==== Kayıtlı veriler ====
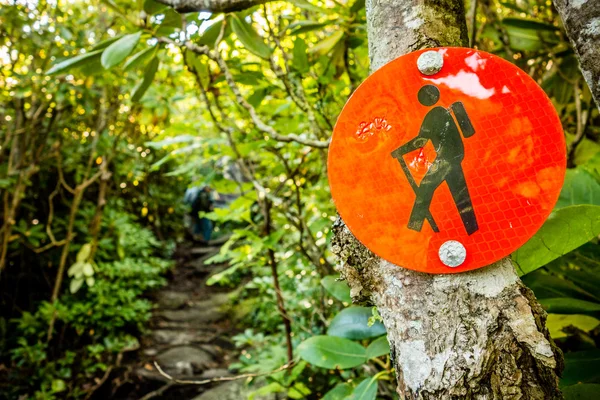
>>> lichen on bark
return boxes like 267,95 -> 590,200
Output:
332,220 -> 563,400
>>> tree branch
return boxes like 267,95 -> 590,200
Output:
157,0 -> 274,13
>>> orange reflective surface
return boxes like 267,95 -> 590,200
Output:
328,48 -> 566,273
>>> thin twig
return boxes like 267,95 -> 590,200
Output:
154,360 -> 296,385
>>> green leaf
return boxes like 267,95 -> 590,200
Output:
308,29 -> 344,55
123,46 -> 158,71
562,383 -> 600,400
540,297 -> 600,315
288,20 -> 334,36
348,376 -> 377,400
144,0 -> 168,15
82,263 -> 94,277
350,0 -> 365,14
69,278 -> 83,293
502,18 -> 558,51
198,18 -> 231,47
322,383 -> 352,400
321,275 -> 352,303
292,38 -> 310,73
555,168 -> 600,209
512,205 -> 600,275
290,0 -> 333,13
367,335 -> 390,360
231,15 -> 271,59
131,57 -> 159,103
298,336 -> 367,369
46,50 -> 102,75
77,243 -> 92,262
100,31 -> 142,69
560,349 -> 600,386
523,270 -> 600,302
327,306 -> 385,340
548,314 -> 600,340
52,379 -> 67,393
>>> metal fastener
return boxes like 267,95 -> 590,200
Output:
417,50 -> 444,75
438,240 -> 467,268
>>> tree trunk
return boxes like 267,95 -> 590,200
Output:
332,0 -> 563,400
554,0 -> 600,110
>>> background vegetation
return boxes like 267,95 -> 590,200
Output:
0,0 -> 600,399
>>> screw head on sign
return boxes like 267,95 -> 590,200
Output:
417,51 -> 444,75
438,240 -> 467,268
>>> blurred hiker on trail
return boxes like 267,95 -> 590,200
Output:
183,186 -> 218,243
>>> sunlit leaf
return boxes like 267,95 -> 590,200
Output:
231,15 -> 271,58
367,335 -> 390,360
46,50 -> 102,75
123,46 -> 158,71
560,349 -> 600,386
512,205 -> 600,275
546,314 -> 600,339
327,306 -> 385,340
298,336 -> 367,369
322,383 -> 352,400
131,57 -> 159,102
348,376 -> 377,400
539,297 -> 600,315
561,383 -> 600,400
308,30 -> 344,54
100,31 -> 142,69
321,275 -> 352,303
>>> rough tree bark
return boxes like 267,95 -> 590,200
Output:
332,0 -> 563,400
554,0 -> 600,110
====
==== Kayıtlı veriler ====
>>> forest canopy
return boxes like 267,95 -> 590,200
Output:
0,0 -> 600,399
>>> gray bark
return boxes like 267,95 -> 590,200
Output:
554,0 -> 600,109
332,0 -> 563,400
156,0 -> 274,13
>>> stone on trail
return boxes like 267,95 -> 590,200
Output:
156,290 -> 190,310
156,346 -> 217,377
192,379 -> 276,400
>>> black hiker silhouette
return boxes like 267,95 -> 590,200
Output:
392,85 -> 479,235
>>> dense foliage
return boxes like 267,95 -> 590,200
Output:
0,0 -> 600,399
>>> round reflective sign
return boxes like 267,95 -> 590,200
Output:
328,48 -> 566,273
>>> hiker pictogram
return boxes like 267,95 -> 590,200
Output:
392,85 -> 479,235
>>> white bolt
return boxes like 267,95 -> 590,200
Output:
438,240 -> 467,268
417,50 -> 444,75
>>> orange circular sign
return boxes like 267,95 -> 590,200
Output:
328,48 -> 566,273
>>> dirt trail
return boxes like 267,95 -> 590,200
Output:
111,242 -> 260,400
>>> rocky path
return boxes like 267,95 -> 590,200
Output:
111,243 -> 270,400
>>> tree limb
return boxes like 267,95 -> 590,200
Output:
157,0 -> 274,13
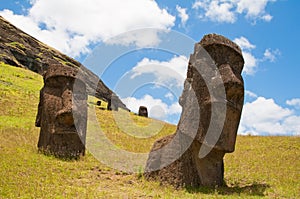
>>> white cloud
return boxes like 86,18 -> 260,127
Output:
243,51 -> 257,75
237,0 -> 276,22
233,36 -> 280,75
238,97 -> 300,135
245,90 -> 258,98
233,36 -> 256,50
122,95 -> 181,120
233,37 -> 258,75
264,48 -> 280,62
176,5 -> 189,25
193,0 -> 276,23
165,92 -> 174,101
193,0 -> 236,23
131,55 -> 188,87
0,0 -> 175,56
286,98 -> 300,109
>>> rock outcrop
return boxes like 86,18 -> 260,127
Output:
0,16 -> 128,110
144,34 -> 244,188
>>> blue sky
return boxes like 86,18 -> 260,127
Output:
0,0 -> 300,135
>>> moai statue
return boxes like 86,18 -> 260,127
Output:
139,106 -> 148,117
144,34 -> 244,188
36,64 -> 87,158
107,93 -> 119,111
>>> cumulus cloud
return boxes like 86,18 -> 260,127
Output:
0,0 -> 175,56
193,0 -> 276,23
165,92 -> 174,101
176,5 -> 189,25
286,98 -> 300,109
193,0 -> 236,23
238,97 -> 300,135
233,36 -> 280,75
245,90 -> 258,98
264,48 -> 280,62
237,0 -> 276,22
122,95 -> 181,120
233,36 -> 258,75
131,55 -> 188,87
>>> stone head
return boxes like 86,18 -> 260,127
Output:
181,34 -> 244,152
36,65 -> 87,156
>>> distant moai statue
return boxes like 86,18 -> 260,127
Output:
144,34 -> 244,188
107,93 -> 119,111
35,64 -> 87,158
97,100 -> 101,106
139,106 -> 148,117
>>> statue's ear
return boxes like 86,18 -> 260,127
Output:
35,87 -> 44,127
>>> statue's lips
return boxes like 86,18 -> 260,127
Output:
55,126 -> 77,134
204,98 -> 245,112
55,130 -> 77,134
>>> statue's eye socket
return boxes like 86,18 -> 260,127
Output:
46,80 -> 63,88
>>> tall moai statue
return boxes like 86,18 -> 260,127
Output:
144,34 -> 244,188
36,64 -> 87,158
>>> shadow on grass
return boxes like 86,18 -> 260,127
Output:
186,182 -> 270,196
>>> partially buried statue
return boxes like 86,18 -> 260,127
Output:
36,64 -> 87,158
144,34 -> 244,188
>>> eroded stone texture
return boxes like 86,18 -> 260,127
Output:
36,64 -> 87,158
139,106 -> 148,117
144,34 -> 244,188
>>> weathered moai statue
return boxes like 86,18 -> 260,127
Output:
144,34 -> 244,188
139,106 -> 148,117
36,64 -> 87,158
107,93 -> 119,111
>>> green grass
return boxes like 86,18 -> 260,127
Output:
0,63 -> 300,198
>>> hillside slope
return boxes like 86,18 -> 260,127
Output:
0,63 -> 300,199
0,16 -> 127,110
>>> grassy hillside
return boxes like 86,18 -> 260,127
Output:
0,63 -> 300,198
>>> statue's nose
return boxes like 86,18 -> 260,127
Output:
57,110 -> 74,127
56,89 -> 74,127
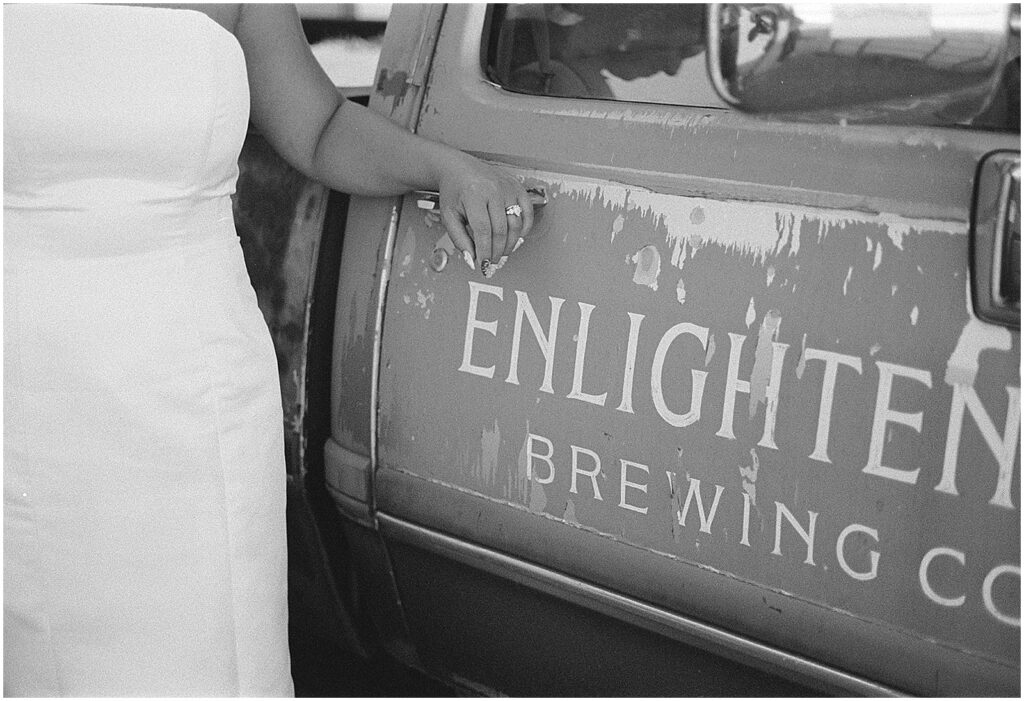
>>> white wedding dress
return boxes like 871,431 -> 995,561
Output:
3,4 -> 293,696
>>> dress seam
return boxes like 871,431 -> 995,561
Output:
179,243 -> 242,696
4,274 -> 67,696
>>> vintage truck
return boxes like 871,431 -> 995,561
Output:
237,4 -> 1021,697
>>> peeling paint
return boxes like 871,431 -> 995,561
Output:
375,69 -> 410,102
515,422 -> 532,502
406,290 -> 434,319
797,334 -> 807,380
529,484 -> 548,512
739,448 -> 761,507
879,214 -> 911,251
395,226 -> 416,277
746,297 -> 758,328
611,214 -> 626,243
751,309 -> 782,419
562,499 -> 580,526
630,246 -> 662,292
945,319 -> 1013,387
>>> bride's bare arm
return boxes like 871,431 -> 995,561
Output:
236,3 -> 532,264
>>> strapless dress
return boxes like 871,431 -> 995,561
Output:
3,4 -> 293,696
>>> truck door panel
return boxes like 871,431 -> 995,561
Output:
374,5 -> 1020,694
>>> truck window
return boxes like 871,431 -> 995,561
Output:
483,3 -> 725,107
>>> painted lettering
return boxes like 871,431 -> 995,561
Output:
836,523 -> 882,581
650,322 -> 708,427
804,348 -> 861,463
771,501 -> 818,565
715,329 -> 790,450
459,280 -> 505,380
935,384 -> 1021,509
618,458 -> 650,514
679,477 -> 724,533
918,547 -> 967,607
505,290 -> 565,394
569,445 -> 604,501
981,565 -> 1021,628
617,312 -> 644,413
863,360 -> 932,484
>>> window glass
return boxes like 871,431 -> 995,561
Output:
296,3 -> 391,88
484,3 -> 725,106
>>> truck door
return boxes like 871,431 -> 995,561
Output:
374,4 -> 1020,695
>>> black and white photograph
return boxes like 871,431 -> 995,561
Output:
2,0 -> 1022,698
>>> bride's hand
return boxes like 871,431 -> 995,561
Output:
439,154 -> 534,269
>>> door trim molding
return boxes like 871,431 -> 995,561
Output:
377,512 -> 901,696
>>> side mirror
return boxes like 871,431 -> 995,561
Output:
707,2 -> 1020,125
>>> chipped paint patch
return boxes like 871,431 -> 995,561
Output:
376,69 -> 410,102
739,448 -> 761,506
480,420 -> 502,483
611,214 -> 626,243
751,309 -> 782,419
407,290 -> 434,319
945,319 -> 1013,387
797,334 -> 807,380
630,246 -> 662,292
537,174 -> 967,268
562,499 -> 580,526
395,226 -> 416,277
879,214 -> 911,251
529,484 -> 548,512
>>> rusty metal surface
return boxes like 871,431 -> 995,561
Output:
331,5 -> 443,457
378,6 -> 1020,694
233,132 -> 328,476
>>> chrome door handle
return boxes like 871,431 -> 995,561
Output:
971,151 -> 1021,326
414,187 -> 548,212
====
**Göreviniz**
Yukarıdaki materyalde "door trim molding" geçen satırdan başlayıp "414,187 -> 548,212" geçen satıra kadar uzanan satırları, iki uç satır da dahil olmak üzere, birebir yeniden yazın.

**Çözüm**
>>> door trim molding
return boxes like 871,431 -> 995,561
Output:
377,512 -> 901,696
>>> side mirror
return boxes like 871,431 -> 995,561
Output:
707,2 -> 1020,125
>>> chipped paint patch
return boxes like 871,431 -> 995,561
Output:
376,69 -> 410,102
739,448 -> 761,506
480,420 -> 502,483
611,214 -> 626,243
751,309 -> 782,419
407,290 -> 434,319
945,319 -> 1013,387
797,334 -> 807,380
630,246 -> 662,292
537,174 -> 967,268
562,499 -> 580,526
395,226 -> 416,277
879,214 -> 911,251
529,484 -> 548,512
>>> rusty metal surface
return boxes like 871,431 -> 995,561
Output:
331,5 -> 443,457
378,6 -> 1020,694
233,132 -> 328,476
>>> chrome door handle
return boxes like 871,431 -> 995,561
Output:
971,151 -> 1021,326
414,187 -> 548,212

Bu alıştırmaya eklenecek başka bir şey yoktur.